Which lines in the items below contain the word "black"? Gather every one of them and copy each line out.

- - -

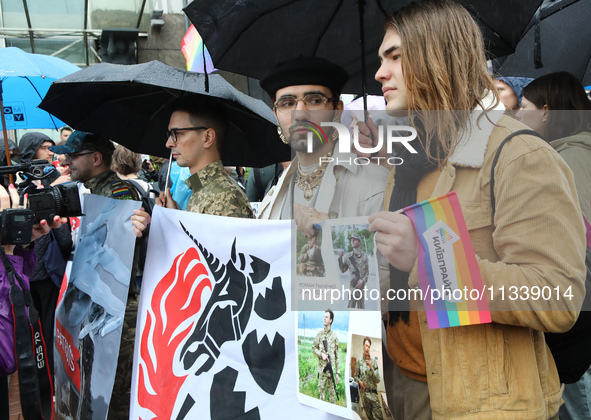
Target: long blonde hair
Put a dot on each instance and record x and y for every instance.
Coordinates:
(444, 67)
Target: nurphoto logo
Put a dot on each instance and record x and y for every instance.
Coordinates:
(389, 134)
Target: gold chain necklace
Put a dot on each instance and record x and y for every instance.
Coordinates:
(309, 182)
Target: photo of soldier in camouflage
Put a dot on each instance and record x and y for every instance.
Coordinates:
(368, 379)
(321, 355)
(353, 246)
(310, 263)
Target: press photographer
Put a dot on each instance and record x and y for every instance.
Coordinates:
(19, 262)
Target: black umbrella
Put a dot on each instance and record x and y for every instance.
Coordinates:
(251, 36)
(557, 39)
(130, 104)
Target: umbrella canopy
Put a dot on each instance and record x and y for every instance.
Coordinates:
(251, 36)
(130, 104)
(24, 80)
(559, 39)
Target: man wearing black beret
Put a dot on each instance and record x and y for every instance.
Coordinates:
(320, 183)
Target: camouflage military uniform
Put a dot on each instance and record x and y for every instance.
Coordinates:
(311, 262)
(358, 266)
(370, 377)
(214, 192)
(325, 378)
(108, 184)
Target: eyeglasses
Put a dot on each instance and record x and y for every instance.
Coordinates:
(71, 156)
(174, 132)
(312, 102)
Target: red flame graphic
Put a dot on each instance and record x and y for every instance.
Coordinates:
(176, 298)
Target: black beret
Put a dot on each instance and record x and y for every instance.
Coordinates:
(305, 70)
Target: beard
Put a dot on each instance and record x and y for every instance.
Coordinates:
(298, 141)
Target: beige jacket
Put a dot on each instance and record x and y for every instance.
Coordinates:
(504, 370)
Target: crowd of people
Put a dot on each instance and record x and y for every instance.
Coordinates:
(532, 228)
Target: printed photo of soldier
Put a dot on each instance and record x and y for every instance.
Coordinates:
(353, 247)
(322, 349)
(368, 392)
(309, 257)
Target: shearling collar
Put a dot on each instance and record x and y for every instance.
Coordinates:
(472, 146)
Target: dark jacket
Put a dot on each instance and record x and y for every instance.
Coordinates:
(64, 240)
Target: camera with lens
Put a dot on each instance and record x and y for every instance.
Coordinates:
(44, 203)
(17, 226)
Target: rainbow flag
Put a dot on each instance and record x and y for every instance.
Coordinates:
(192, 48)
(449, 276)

- - -

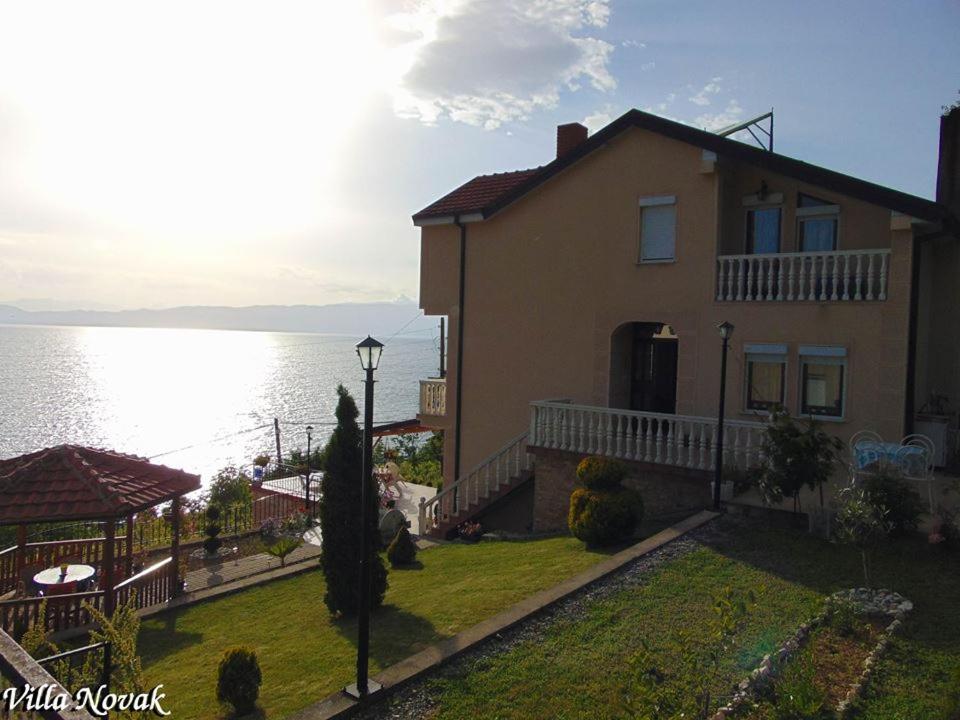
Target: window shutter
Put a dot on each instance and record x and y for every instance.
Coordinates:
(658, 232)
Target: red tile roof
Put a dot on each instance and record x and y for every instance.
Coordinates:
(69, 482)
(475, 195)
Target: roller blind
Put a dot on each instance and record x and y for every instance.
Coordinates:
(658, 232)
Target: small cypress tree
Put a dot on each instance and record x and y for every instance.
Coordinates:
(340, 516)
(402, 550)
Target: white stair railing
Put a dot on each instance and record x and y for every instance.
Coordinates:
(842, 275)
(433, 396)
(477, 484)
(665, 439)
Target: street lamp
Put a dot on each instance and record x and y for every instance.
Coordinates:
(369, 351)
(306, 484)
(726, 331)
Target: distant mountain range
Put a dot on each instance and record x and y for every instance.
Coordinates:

- - -

RESPONSE –
Target: black umbrella
Target: man wearing black beret
Target: black beret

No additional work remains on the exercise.